[Entries listed in a dataset]
——
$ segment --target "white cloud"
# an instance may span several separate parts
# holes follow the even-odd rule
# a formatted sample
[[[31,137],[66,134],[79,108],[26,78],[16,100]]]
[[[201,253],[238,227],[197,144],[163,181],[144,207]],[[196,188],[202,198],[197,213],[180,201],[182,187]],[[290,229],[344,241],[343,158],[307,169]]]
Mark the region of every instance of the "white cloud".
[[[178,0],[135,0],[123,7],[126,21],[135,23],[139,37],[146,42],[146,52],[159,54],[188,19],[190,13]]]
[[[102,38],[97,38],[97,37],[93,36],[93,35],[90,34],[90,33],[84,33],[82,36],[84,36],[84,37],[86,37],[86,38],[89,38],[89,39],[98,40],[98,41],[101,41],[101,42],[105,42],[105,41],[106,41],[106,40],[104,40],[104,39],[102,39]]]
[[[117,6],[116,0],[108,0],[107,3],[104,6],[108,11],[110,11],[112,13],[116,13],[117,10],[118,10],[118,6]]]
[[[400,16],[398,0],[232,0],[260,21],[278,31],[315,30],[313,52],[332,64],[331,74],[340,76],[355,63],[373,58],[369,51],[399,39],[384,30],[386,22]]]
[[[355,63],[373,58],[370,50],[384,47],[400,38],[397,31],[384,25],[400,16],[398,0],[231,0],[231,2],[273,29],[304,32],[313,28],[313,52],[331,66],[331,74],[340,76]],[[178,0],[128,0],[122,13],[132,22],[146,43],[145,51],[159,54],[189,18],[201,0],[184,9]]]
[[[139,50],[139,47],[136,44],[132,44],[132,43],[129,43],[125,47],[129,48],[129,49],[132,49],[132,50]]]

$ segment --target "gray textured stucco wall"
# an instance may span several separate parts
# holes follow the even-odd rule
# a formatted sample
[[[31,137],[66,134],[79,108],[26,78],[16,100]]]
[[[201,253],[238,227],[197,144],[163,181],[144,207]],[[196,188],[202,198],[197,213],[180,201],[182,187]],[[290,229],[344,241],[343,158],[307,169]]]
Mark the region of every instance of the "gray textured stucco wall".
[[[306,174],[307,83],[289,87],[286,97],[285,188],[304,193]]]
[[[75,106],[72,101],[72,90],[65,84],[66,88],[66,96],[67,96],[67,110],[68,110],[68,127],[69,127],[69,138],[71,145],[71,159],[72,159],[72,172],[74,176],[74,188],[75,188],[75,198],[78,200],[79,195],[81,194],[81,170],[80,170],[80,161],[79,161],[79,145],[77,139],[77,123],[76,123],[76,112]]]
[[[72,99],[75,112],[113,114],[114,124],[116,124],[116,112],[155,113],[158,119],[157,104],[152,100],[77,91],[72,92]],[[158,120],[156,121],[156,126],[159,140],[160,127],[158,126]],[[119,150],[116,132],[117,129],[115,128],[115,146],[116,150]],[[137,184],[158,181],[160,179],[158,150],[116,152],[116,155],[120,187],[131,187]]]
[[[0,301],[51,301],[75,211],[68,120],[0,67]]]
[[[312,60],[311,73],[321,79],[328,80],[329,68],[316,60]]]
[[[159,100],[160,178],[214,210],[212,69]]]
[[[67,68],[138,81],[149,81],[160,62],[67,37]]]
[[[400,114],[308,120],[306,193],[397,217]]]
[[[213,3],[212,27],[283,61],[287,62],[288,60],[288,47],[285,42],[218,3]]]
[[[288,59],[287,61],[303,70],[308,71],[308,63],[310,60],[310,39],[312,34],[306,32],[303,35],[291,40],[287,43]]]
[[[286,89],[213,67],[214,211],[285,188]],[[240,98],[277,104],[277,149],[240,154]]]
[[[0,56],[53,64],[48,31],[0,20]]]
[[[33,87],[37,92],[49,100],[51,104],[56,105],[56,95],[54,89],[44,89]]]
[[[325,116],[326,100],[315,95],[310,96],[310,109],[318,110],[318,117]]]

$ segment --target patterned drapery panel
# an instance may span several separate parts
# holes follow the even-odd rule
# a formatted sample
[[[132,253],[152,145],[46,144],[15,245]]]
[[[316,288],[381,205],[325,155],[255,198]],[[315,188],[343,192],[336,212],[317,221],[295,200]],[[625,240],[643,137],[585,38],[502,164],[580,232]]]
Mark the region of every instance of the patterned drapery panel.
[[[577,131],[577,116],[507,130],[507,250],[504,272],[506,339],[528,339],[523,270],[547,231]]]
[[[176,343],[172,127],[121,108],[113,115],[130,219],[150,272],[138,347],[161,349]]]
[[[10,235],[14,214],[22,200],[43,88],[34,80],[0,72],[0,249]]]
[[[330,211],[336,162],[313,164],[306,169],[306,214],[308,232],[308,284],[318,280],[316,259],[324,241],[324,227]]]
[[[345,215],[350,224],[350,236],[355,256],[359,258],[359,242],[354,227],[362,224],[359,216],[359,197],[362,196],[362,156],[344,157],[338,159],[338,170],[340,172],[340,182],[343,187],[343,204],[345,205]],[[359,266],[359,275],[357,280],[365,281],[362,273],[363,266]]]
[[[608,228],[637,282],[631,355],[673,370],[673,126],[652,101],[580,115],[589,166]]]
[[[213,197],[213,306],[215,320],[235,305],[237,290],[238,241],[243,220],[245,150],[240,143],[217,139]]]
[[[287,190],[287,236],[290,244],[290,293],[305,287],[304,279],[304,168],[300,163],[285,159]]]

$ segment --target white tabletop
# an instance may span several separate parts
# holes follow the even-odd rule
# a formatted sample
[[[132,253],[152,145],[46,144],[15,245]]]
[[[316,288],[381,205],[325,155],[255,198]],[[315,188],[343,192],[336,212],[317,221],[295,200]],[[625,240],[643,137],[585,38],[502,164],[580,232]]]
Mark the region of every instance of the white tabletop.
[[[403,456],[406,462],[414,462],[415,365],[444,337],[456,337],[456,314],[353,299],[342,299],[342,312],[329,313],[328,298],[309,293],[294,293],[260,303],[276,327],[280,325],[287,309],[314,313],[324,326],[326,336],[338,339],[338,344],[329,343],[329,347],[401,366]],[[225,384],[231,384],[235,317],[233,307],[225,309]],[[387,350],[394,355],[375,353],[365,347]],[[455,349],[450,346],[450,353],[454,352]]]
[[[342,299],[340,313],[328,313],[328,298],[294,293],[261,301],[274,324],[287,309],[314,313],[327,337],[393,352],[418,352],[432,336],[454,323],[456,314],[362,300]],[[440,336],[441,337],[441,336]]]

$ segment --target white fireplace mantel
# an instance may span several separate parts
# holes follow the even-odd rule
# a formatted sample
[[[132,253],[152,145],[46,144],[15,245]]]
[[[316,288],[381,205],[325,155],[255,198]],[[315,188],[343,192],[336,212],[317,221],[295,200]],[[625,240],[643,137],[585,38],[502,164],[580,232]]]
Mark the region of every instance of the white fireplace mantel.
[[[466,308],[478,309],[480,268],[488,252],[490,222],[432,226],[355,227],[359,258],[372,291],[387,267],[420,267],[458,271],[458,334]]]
——
- _EXERCISE GOAL_
Please reproduce all of the entries, substituting "disjoint pieces" for "separate parts" and leaving everything else unchanged.

- _COMPLETED EXERCISE_
$ segment --target "white cloud"
# an instance may span several disjoint pieces
# holes follow the even-odd rule
# a formatted sample
[[[31,137],[66,134],[79,108],[26,78],[16,100]]]
[[[201,253],[238,227],[197,144],[163,181],[144,207]],[[196,188],[202,198],[197,213],[180,201],[182,187]],[[290,229],[344,241],[343,158],[307,169]]]
Mark the region of every instance of the "white cloud".
[[[178,0],[135,0],[123,7],[126,21],[135,23],[139,37],[146,42],[146,52],[159,54],[188,19],[190,13]]]
[[[102,38],[97,38],[97,37],[93,36],[93,35],[90,34],[90,33],[84,33],[82,36],[84,36],[84,37],[86,37],[86,38],[89,38],[89,39],[98,40],[98,41],[101,41],[101,42],[105,42],[105,41],[106,41],[106,40],[104,40],[104,39],[102,39]]]
[[[117,6],[116,0],[108,0],[107,3],[104,6],[108,11],[110,11],[112,13],[116,13],[117,10],[118,10],[118,6]]]
[[[400,16],[398,0],[232,0],[260,21],[278,31],[315,30],[313,52],[332,64],[331,74],[340,76],[355,63],[373,58],[369,51],[399,39],[384,30],[386,22]]]
[[[355,63],[373,58],[370,50],[384,47],[400,38],[397,31],[384,25],[400,16],[398,0],[231,0],[231,2],[273,29],[304,32],[313,28],[313,52],[331,66],[331,74],[340,76]],[[178,0],[128,0],[122,13],[132,22],[146,43],[145,51],[159,54],[189,18],[201,0],[184,9]]]
[[[139,50],[139,47],[136,44],[132,44],[132,43],[129,43],[125,47],[129,48],[129,49],[132,49],[132,50]]]

$ segment --target "gray textured stucco wall"
# an instance may span several disjoint pieces
# holes follow the even-odd rule
# a formatted sample
[[[31,137],[66,134],[79,108],[26,78],[16,100]]]
[[[201,253],[238,227],[197,144],[163,181],[144,207]],[[196,188],[202,198],[197,213],[180,201],[182,187]],[[290,229],[344,241],[343,158],[307,169]]]
Mark the region of every instance of the "gray textured stucco wall".
[[[306,174],[307,83],[289,87],[286,97],[285,188],[304,193]]]
[[[75,106],[72,101],[72,90],[65,84],[66,88],[66,96],[67,96],[67,110],[68,110],[68,127],[69,127],[69,138],[71,145],[71,159],[72,159],[72,172],[74,176],[74,188],[75,188],[75,198],[78,200],[79,195],[81,194],[81,170],[80,170],[80,161],[79,161],[79,145],[77,139],[77,123],[76,123],[76,112]]]
[[[72,99],[75,112],[113,114],[114,124],[116,124],[116,112],[155,113],[158,119],[157,104],[152,100],[77,91],[72,92]],[[158,120],[156,121],[156,126],[159,140],[160,127],[158,126]],[[119,150],[116,132],[117,129],[115,128],[115,146],[116,150]],[[137,184],[158,181],[160,179],[158,150],[116,152],[116,155],[120,187],[131,187]]]
[[[0,301],[51,301],[75,211],[68,120],[0,67]]]
[[[312,60],[311,73],[321,79],[328,80],[329,68],[316,60]]]
[[[159,100],[160,178],[214,210],[212,69]]]
[[[67,68],[138,81],[149,81],[160,62],[67,37]]]
[[[400,114],[308,120],[306,193],[397,217]]]
[[[213,3],[212,27],[283,61],[287,62],[288,60],[288,47],[285,42],[218,3]]]
[[[288,59],[287,61],[303,70],[308,71],[308,63],[310,60],[310,39],[312,34],[306,32],[303,35],[291,40],[287,43]]]
[[[286,89],[213,67],[214,211],[285,188]],[[240,98],[277,104],[277,149],[240,154]]]
[[[0,56],[53,64],[48,31],[0,20]]]
[[[33,87],[37,92],[49,100],[51,104],[56,105],[56,95],[54,89],[44,89]]]
[[[325,116],[326,100],[315,95],[310,96],[310,109],[318,110],[318,117]]]

$ segment --target patterned drapery panel
# an instance may span several disjoint pieces
# holes follow the even-odd rule
# a formatted sample
[[[132,253],[152,145],[46,144],[15,245]]]
[[[316,288],[381,205],[325,155],[255,198]],[[315,188],[343,192],[336,212],[317,221],[295,200]],[[625,240],[643,137],[585,38],[502,164],[580,232]]]
Mark the region of every instance of the patterned drapery panel.
[[[577,131],[577,116],[507,130],[507,250],[504,272],[506,339],[528,339],[523,270],[547,231]]]
[[[176,343],[172,127],[121,108],[113,115],[130,219],[150,272],[138,347],[161,349]]]
[[[10,235],[14,214],[22,200],[43,88],[34,80],[0,72],[0,249]]]
[[[330,211],[336,162],[313,164],[306,169],[306,214],[308,232],[308,284],[318,280],[316,259],[324,241],[324,227]]]
[[[345,215],[350,224],[350,236],[355,256],[359,258],[359,242],[354,227],[362,224],[359,216],[359,197],[362,196],[362,156],[344,157],[338,159],[338,170],[340,172],[340,182],[343,187],[343,204],[345,205]],[[359,266],[359,275],[357,280],[365,281],[362,273],[363,266]]]
[[[608,228],[637,282],[631,355],[673,370],[673,126],[652,101],[580,115],[589,166]]]
[[[213,197],[213,306],[215,320],[235,305],[237,290],[238,241],[243,220],[245,150],[240,143],[217,139]]]
[[[287,190],[287,236],[290,244],[290,293],[305,287],[304,279],[304,168],[300,163],[285,159]]]

$ segment --target white tabletop
# an instance may span several disjoint pieces
# holes follow the even-odd rule
# a formatted sample
[[[132,253],[152,145],[46,144],[15,245]]]
[[[316,288],[381,205],[325,155],[255,198]],[[315,188],[343,192],[336,212],[317,221],[295,200]],[[625,240],[643,137],[585,38],[502,164],[580,232]]]
Mark the region of every instance of the white tabletop.
[[[403,456],[406,462],[414,462],[415,365],[444,337],[456,337],[456,314],[353,299],[342,299],[342,312],[329,313],[328,298],[309,293],[294,293],[260,303],[276,327],[280,325],[287,309],[314,313],[324,326],[326,336],[338,339],[338,344],[329,343],[329,347],[401,366]],[[225,384],[231,384],[235,317],[233,307],[225,309]],[[387,350],[394,355],[375,353],[365,347]],[[455,349],[450,346],[450,353],[454,352]]]
[[[342,299],[340,313],[328,313],[328,298],[294,293],[261,301],[274,324],[287,309],[314,313],[327,337],[393,352],[418,352],[432,336],[454,323],[456,314],[362,300]],[[440,336],[441,337],[441,336]]]

$ segment --target white fireplace mantel
# an instance may span several disjoint pieces
# holes follow the even-odd rule
# a formatted sample
[[[132,253],[152,145],[46,144],[15,245]]]
[[[316,288],[381,205],[325,155],[255,198]],[[315,188],[343,192],[336,212],[317,221],[295,200]],[[625,240],[643,137],[585,38],[502,164],[580,232]]]
Mark the region of every instance of the white fireplace mantel.
[[[466,308],[478,309],[480,268],[488,252],[490,222],[432,226],[355,227],[359,258],[372,291],[387,267],[420,267],[458,271],[458,334]]]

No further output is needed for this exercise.